INSTRUCTIONS:
1 - Using the article on neglected tropical diseases in Zimbabwe, answer these questions:
(a) How much money could Zimbabwe save by scaling up efforts to eliminate five of the most neglected tropical diseases?
(b) How many of the country's 63 districts did the health minister say were prone to bilharzia?
(c) How much could sub-Saharan Africa save between 2011 and 2030 if it meets the WHO's 2020 targets?
2 - List the four diseases that the article on neglected tropical diseases in Zimbabwe says were affecting the country as of 2010.
3 - Extend the article on neglected tropical diseases in Zimbabwe by writing what follows its final sentence.

SELECTED EXTRACT:

Zimbabwe could save $143 million if efforts are scaled to eliminate five of the most neglected tropical diseases (NTDs), which include bilharzia and intestinal worms.
By Phyllis Mbanje
According to the Global Health Strategy, needless loss of lives will be avoided, while disability will be reduced if NTDs are eliminated.
Health and Child Care minister David Parirenyatwa last year said 57 out of the country’s 63 districts were prone to bilharzia, which, if untreated, can cause infertility and other health complications.
This follows a survey that revealed that bilharzia and intestinal worms were prevalent in many provinces.
As of 2010, Zimbabwe was affected by four of the five most common NTDs, including lymphatic filariasis (elephantiasis), schistosomiasis (bilharzia), soil-transmitted helminths (intestinal worms) and trachoma.
“Fortunately, however, much work is ongoing to prevent and treat NTDs in Zimbabwe and protect people against these debilitating diseases,” Global Health Strategy for East and Southern Africa communications consultant, Sarah Akinyi said. New data relased last week showed that sub-Saharan Africa could save $52 billion between 2011 and 2030 if the region meets the World Health Organisation’s (WHO) 2020 targets for controlling or eliminating the five most common NTDs.

Extracted records:

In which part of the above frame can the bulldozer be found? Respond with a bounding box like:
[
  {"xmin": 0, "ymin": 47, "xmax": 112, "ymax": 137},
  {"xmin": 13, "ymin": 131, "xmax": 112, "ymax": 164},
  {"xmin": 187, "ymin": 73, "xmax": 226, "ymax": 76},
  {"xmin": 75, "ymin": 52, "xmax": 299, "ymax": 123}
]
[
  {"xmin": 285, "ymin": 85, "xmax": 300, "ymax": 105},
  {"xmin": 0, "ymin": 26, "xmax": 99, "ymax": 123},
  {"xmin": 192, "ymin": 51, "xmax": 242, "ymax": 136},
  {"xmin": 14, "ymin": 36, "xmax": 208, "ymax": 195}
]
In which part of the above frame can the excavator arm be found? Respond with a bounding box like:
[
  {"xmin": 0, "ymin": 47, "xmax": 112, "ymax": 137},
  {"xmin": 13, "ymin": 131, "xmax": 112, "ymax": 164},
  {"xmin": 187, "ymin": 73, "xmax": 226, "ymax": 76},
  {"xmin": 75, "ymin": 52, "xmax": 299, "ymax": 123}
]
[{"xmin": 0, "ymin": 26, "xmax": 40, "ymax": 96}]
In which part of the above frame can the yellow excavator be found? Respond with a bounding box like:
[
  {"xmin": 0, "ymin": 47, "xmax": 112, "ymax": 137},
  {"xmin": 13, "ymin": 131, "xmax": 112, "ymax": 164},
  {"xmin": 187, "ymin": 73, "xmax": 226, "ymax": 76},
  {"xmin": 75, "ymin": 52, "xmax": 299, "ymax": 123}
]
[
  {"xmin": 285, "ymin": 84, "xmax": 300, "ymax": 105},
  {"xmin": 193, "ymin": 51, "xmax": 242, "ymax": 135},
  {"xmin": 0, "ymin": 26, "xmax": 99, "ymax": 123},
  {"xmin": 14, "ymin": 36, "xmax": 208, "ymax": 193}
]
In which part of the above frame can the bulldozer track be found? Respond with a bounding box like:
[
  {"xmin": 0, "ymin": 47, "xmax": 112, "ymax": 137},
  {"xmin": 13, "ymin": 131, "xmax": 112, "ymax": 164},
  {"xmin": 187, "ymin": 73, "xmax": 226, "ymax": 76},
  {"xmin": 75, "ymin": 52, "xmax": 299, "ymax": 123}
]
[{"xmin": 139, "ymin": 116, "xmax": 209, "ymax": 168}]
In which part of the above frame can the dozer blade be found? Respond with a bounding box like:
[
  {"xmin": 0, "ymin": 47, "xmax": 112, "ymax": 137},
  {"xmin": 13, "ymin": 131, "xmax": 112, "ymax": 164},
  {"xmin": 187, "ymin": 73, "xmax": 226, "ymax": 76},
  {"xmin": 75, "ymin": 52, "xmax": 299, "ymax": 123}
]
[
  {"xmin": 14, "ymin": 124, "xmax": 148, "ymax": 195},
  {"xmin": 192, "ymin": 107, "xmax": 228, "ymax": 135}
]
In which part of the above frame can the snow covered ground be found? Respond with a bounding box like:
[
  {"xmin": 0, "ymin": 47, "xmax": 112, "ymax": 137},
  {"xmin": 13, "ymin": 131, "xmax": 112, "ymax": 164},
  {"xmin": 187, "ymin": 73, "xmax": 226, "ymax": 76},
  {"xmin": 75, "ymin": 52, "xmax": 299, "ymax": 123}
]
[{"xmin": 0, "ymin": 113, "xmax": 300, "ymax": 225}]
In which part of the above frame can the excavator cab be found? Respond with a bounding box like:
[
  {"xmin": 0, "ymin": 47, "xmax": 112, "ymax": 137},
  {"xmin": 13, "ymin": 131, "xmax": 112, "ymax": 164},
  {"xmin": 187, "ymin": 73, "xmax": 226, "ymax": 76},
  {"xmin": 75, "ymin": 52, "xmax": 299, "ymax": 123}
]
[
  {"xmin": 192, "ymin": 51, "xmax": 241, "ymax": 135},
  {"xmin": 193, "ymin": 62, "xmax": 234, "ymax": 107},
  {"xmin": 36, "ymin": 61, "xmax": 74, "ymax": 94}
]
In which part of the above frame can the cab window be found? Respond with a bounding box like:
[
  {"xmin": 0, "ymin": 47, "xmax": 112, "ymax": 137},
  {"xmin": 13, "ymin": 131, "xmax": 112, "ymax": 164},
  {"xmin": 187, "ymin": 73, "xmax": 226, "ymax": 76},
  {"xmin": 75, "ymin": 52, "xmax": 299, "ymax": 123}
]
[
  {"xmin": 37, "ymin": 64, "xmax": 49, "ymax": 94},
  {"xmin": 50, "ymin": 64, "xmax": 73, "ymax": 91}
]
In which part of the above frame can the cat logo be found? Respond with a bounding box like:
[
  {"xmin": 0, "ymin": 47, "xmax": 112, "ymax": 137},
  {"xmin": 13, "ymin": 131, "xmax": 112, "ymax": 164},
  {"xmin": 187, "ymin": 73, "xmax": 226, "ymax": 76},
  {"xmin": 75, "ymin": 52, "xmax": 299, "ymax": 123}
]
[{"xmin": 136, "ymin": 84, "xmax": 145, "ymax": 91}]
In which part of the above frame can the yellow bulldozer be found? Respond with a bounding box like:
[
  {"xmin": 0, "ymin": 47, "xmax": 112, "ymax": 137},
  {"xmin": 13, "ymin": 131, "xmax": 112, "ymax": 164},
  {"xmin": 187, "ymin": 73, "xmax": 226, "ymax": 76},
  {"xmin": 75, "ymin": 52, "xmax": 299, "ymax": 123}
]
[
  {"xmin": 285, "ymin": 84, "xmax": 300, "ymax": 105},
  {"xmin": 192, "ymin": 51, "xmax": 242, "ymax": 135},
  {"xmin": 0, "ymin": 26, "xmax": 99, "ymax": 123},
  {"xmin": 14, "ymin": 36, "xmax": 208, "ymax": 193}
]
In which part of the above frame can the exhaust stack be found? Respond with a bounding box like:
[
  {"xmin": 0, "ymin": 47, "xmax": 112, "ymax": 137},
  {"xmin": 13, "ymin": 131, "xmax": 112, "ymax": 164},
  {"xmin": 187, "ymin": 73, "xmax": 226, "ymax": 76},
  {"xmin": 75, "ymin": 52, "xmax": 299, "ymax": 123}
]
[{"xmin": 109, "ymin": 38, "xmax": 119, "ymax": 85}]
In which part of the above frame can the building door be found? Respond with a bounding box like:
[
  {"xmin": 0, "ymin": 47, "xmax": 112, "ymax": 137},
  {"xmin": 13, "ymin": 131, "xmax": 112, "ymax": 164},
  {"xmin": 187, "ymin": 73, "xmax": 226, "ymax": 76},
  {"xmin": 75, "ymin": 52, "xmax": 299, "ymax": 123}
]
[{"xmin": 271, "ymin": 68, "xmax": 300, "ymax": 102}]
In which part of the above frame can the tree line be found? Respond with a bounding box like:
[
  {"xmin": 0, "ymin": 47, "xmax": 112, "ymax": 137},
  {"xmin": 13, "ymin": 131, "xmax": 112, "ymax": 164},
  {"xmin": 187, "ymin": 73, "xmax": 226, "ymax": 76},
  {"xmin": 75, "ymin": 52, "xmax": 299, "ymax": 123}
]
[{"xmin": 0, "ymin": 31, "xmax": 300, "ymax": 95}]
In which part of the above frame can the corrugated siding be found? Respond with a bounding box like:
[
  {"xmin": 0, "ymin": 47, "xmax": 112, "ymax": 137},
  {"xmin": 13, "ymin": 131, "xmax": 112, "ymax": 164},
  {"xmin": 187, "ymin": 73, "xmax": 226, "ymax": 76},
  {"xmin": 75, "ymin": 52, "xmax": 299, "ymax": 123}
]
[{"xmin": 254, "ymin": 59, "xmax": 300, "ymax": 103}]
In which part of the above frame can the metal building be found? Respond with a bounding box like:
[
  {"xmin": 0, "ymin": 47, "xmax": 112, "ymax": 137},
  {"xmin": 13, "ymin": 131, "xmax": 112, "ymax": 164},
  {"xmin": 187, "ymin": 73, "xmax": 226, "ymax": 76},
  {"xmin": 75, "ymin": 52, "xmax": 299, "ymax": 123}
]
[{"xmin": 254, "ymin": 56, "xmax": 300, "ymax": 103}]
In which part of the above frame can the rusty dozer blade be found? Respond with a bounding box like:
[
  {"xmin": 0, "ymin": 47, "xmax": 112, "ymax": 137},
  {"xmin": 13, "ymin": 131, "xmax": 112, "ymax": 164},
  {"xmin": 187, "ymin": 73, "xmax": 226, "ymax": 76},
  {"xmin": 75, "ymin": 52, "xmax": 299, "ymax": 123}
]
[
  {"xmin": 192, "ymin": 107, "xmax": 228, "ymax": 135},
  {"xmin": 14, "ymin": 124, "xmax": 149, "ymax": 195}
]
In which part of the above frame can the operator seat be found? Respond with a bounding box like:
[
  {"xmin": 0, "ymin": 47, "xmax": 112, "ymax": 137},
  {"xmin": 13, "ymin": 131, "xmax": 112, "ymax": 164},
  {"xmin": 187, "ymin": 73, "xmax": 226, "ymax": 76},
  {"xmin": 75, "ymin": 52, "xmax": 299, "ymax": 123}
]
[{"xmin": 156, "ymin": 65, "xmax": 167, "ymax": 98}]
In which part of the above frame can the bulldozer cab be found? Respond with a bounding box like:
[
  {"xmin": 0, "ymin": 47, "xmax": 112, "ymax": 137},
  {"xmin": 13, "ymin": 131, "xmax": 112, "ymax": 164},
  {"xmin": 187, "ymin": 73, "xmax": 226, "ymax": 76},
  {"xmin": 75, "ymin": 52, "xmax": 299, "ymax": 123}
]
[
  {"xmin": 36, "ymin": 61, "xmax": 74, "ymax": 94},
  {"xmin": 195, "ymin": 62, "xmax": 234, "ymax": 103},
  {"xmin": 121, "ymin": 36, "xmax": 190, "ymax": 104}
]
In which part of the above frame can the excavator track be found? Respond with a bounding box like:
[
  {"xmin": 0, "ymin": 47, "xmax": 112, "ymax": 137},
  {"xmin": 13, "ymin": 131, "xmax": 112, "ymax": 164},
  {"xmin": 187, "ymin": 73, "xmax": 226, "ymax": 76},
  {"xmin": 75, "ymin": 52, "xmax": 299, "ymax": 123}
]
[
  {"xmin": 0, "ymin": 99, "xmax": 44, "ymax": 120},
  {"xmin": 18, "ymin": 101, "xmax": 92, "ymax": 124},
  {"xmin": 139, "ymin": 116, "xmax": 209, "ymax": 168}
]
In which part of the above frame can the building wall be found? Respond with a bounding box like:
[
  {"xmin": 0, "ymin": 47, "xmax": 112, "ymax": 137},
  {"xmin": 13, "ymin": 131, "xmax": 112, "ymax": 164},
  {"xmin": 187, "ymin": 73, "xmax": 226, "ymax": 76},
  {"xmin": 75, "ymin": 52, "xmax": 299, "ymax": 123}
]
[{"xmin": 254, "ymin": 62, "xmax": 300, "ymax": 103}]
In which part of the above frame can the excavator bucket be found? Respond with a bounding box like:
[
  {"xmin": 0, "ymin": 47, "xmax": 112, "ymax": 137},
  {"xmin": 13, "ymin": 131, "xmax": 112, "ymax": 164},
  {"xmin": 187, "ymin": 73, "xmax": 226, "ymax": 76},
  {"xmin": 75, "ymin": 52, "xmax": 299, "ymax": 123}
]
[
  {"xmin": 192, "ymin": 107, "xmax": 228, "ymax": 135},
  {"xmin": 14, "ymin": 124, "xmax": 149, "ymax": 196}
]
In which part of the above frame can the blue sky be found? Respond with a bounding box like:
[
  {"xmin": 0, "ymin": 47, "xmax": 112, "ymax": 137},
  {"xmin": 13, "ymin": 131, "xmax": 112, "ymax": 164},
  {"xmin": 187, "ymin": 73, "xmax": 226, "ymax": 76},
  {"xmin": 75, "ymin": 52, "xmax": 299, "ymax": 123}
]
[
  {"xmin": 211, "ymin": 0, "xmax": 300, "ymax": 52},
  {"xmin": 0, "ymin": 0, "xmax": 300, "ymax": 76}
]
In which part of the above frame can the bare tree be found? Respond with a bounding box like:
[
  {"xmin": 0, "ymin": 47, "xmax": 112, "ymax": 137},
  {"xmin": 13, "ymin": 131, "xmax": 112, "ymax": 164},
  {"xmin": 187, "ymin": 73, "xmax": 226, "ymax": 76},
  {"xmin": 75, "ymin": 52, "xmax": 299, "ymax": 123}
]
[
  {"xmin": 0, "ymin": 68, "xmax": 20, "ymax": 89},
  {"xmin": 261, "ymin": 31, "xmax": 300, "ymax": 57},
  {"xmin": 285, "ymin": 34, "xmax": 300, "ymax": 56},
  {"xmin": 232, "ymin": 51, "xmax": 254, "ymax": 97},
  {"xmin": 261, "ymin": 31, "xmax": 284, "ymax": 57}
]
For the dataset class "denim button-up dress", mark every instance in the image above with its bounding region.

ANSWERS TO THE EXERCISE:
1 -
(a) $143 million
(b) 57
(c) $52 billion

2 -
- Lymphatic filariasis (elephantiasis)
- Schistosomiasis (bilharzia)
- Soil-transmitted helminths (intestinal worms)
- Trachoma

3 -
This data, developed by Erasmus University, with support from the Bill and Melinda Gates Foundation, was released at an event hosted by the End Fund, an international philanthropic organisation, together with the World Economic Forum on Africa in Kigali, Rwanda.
“NTD control efforts offer a return on investment unparalleled in global health,” End Fund chief executive officer, Ellen Agler, said.
“Ending these debilitating diseases will help reduce poverty at all levels, from families and communities to whole nations.”
NTDs are a diverse group of parasitic and bacterial infectious diseases that are particularly prevalent in areas with limited access to safe water, proper sanitation and adequate medical services.
Sub-Saharan Africa bears over 40% of the global burden of NTDs.
The five most common NTDs — elephantiasis, onchocerciasis (river blindness), bilharzia, intestinal worms and trachoma — account for 90% of the region’s NTD burden. At least one of these diseases is present in all 47 countries of the WHO’s African region.